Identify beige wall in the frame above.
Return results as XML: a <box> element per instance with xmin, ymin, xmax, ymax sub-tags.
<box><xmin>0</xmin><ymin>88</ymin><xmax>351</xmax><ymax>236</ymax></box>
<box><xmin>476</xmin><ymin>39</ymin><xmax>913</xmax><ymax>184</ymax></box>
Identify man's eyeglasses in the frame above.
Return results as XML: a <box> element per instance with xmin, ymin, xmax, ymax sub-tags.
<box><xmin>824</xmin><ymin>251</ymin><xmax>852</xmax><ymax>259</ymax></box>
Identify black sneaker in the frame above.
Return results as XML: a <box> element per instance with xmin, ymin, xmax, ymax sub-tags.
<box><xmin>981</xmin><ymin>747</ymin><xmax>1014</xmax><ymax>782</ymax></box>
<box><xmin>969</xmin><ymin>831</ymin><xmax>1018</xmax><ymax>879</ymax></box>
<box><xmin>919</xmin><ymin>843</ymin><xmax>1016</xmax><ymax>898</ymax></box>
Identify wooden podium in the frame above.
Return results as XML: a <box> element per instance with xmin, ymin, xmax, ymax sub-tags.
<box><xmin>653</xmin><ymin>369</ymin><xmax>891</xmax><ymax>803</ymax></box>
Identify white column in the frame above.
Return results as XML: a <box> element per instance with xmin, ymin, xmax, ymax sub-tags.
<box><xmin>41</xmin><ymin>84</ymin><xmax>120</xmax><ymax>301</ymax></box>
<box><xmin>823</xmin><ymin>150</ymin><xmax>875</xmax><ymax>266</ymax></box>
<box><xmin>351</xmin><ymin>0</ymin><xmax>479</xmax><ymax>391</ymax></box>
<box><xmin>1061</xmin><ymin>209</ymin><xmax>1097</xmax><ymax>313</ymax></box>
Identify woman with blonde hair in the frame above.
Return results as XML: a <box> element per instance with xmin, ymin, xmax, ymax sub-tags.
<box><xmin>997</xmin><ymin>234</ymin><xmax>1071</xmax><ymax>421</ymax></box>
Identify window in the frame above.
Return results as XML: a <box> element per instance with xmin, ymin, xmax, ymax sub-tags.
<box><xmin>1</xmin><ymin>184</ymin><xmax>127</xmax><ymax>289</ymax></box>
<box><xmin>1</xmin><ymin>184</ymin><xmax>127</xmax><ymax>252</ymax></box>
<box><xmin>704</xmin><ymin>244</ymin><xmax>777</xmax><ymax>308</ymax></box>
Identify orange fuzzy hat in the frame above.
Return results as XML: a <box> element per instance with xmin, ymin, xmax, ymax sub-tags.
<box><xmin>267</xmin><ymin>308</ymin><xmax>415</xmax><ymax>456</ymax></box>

> **Exercise details**: Return the listing above in its entirety, word for word.

> **Output for this exercise**:
Identify beige wall in the frame above.
Return results as XML: a <box> element per instance with xmin, ymin, xmax, ymax sub-tags.
<box><xmin>0</xmin><ymin>88</ymin><xmax>351</xmax><ymax>236</ymax></box>
<box><xmin>476</xmin><ymin>39</ymin><xmax>913</xmax><ymax>184</ymax></box>
Identify man's eyeglasses in the frame above.
Return results as XML: a <box> element per instance with xmin, ymin, xmax, ymax sub-tags.
<box><xmin>824</xmin><ymin>251</ymin><xmax>852</xmax><ymax>259</ymax></box>
Identify black sneaker in the frame above.
Return results as XML: a <box> element per instance with xmin, ymin, xmax, ymax sub-tags.
<box><xmin>981</xmin><ymin>747</ymin><xmax>1014</xmax><ymax>782</ymax></box>
<box><xmin>969</xmin><ymin>831</ymin><xmax>1018</xmax><ymax>879</ymax></box>
<box><xmin>919</xmin><ymin>843</ymin><xmax>1016</xmax><ymax>898</ymax></box>
Identify wooden podium in the frame above.
Return results as XML: a <box> element per instance with xmin, ymin, xmax, ymax sub-tags.
<box><xmin>653</xmin><ymin>369</ymin><xmax>891</xmax><ymax>803</ymax></box>
Identify white column in the frame above.
Return results as XML: a <box> element per instance with xmin, ymin, xmax, ymax sub-tags.
<box><xmin>41</xmin><ymin>84</ymin><xmax>120</xmax><ymax>301</ymax></box>
<box><xmin>823</xmin><ymin>150</ymin><xmax>875</xmax><ymax>266</ymax></box>
<box><xmin>351</xmin><ymin>0</ymin><xmax>479</xmax><ymax>391</ymax></box>
<box><xmin>1061</xmin><ymin>209</ymin><xmax>1097</xmax><ymax>313</ymax></box>
Identify woman with blonde hair in the frame above.
Return results as XML: a <box> element per instance with xmin, ymin, xmax, ymax sub-tags.
<box><xmin>997</xmin><ymin>234</ymin><xmax>1071</xmax><ymax>421</ymax></box>
Identify window in the frame above.
Return results as XML: a <box> element per instance with xmin, ymin, xmax, ymax sub-tags.
<box><xmin>1</xmin><ymin>184</ymin><xmax>127</xmax><ymax>289</ymax></box>
<box><xmin>1</xmin><ymin>184</ymin><xmax>127</xmax><ymax>252</ymax></box>
<box><xmin>704</xmin><ymin>244</ymin><xmax>777</xmax><ymax>308</ymax></box>
Identify orange fuzzy hat in the frame above.
Return results as XML: a <box> element per instance with xmin, ymin, xmax, ymax sub-tags.
<box><xmin>267</xmin><ymin>308</ymin><xmax>415</xmax><ymax>456</ymax></box>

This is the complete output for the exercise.